■ 文档正文:

现在我们使用词形还原器lemmatizer,添加如下三行代码:

lemmatizer=WordNetLemmatizer()
lemmas=[lemmatizer.lemmatize(t) for t in tokens]
print(lemmas)

运行程序,上述三行代码的输出如下所示:

['My', 'name', 'is', 'Maximus', 'Decimus', ',', 'commander', 'of', 'the', 'army', 'of', 'the', 'north', ',', 'General', 'of', 'the', 'Felix', 'legion', 'and', 'loyal', 'servant', 'to', 'the', 'true', 'emperor', ',', 'Marcus', 'Aurelius', '.', 'Father', 'to', 'a', 'murdered', 'son', ',', 'husband', 'to', 'a', 'murdered', 'wife', '.', 'And', 'I', 'will', 'have', 'my', 'vengeance', ',', 'in', 'this', 'life', 'or', 'the', 'next', '.']

如上所示,词形还原器能够判断专有名词,其不需要去除尾缀“s”,但对于非专有名词(如legions和armies)来说需要去除并替换其尾缀。词形还原是一个字典匹配过程,通过比较词干提取器和词形还原器的输出,我们发现词干提取器造成许多错误,而词形还原器只造成很少的错误,但是它没有对单词murdered做任何处理,这是一个处理错误。从最后的结果来看,在提取词的基础形式方面,词形还原器比词干提取器表现更优。
值得一提的是,仅当WordnetLemmatizer能在字典中查找到目标词时,它才会去除词缀。这使得词形还原的处理速度比词干提取的处理速度慢。而且,它识别首字母大写的单词并将其作为特殊词。它对这些特殊词不做任何处理,只是将它们按原样返回。为了避免这个问题,你可能需要将你的输入字符串转换成小写字母,然后再执行词形还原。虽然如此,词形还原仍然不是完美的,它也存在错误。检查本实例的输入与输出结果,我们发现它不能将murdered转换成murder。类似地,它能够正确处理women这个词,但却不能正确处理men这个词。

4.停用词语料库
在本节中,我们将以古登堡语料库(Gutenburg Corpus)为例子。古登堡语料库是NLTK数据模块中的一部分。它从古登堡文件档案中大约25000本电子书中选取了18个文本。它是纯文本语料库(PlainTextCorpus),因为该语料库没有进行任何分类,所以非常适用于单纯的词处理,而不需考虑其与任何主题的相关性。本节的目标之一就是介绍文本分析过程中最重要的预处理过程——停用词处理。根据目标,我们将通过这个语料库阐述Python的NLTK模块中频率分布和停用词语料库的应用。简而言之,停用词是一种具有很少语义价值,却具有极高句法价值的单词。当你不进行句法分析,而使用词袋(bag-of-word)方法的时候(例如TF/IDF),通常需要去除停用词。

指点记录
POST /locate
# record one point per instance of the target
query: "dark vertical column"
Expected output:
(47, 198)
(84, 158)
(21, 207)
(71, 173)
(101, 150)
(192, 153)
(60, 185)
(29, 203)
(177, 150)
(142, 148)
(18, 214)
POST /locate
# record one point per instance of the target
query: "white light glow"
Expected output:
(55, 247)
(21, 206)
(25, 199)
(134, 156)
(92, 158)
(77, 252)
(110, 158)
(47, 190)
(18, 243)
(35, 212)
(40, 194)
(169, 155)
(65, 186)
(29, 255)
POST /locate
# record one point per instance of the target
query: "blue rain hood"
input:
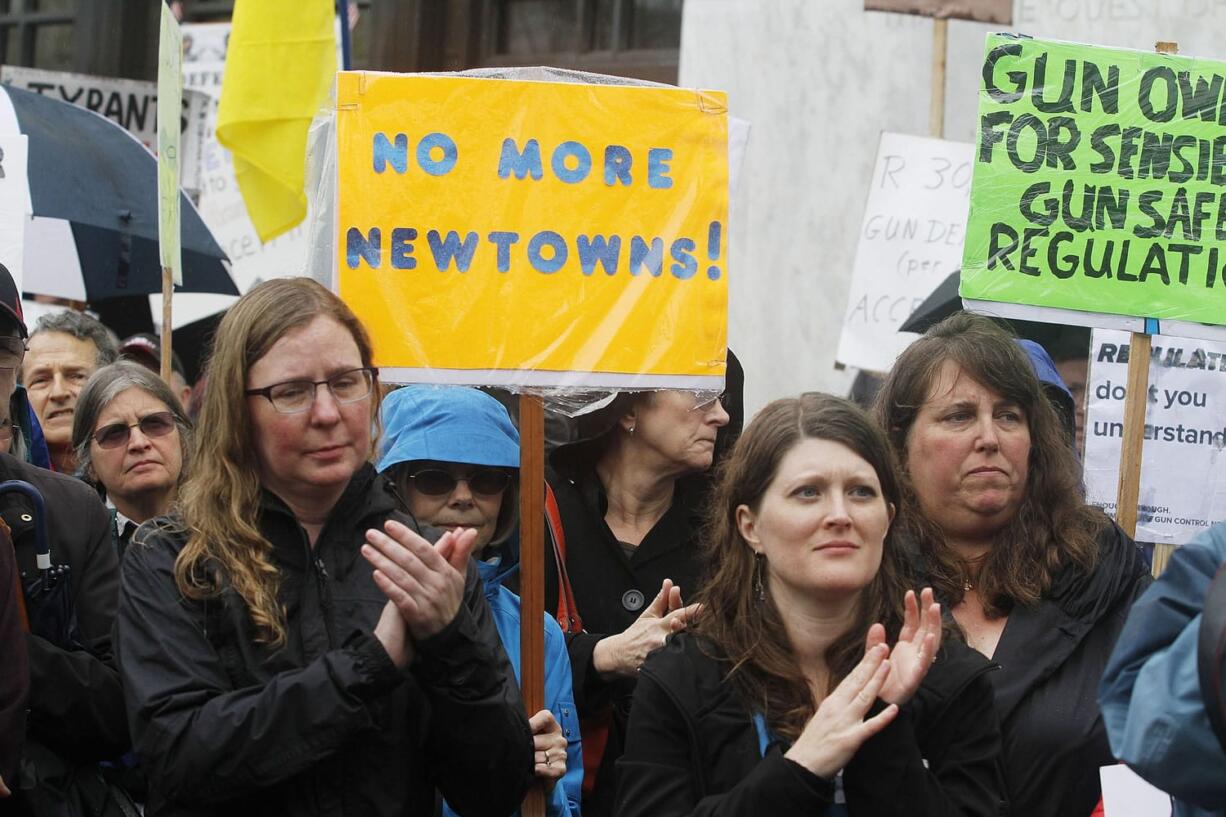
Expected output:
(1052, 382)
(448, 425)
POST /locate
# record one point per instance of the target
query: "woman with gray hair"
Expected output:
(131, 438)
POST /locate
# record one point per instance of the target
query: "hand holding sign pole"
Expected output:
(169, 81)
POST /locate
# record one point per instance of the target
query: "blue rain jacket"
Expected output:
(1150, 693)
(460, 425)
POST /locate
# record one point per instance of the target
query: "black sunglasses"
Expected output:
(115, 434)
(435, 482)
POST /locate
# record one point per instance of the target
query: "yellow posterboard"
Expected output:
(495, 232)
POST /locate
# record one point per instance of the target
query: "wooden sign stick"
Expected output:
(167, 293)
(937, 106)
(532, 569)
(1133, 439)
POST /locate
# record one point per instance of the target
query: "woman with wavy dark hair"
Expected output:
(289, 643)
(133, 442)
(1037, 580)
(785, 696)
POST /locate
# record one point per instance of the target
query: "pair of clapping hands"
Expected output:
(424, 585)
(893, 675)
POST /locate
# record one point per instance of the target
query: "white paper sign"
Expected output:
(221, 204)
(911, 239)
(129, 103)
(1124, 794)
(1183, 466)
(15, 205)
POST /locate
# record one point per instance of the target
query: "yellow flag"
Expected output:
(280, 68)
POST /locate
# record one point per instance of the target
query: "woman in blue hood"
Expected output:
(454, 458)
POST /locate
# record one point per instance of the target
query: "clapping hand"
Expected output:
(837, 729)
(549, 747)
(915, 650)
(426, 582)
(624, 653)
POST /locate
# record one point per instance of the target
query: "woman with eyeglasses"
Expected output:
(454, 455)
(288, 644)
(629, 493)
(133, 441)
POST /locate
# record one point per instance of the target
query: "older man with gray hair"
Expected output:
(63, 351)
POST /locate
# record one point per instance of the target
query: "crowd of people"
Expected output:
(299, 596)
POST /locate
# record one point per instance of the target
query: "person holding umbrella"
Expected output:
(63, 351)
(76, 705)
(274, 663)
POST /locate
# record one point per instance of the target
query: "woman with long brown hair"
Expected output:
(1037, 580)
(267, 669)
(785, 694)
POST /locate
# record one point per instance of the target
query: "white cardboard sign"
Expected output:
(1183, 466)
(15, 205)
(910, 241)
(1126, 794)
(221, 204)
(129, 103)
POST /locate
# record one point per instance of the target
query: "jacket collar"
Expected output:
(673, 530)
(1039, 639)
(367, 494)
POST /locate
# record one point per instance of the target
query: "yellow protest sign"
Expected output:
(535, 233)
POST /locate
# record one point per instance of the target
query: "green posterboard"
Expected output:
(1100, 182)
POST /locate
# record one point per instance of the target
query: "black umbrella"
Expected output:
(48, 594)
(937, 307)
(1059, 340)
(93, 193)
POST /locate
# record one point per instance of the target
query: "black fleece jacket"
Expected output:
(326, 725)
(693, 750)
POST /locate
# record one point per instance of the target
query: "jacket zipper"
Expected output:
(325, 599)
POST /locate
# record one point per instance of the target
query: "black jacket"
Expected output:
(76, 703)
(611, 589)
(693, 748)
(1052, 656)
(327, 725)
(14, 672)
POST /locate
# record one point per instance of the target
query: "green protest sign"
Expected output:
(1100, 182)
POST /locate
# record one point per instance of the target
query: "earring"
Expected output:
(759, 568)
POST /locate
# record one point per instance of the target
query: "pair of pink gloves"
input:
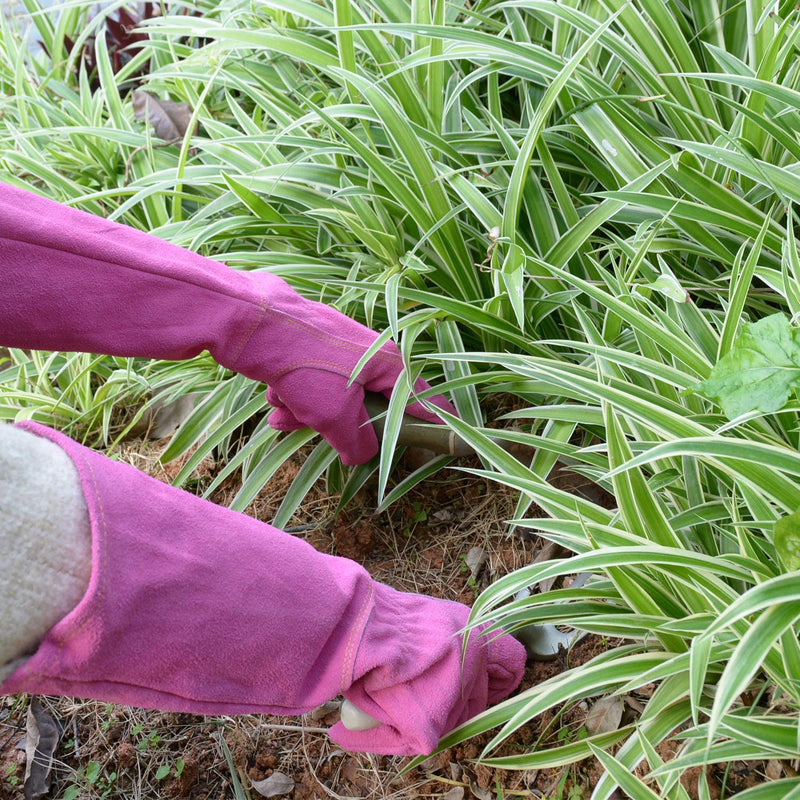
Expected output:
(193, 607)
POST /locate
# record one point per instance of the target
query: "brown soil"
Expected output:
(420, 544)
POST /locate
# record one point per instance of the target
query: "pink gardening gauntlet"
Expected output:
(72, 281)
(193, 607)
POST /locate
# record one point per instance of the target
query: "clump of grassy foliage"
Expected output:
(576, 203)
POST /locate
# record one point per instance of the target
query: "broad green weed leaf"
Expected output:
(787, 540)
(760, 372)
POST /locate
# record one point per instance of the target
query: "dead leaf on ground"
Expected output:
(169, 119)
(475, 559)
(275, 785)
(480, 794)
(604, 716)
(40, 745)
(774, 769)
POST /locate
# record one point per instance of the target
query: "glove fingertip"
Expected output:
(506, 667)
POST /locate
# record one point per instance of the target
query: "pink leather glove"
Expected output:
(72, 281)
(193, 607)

■ 任务目标:
a) 请把正文中从“如上所示,词形还原器能够判断”起一直到“却不能正确处理men这个词。”为止的部分原样照录下来。
b) 请数出记录中含有字符串“woman”的行共有几行，只回答这个数字。
正文与记录是两份彼此独立的材料。

■ 逐题解答:
a)
如上所示,词形还原器能够判断专有名词,其不需要去除尾缀“s”,但对于非专有名词(如legions和armies)来说需要去除并替换其尾缀。词形还原是一个字典匹配过程,通过比较词干提取器和词形还原器的输出,我们发现词干提取器造成许多错误,而词形还原器只造成很少的错误,但是它没有对单词murdered做任何处理,这是一个处理错误。从最后的结果来看,在提取词的基础形式方面,词形还原器比词干提取器表现更优。
值得一提的是,仅当WordnetLemmatizer能在字典中查找到目标词时,它才会去除词缀。这使得词形还原的处理速度比词干提取的处理速度慢。而且,它识别首字母大写的单词并将其作为特殊词。它对这些特殊词不做任何处理,只是将它们按原样返回。为了避免这个问题,你可能需要将你的输入字符串转换成小写字母,然后再执行词形还原。虽然如此,词形还原仍然不是完美的,它也存在错误。检查本实例的输入与输出结果,我们发现它不能将murdered转换成murder。类似地,它能够正确处理women这个词,但却不能正确处理men这个词。

b) 5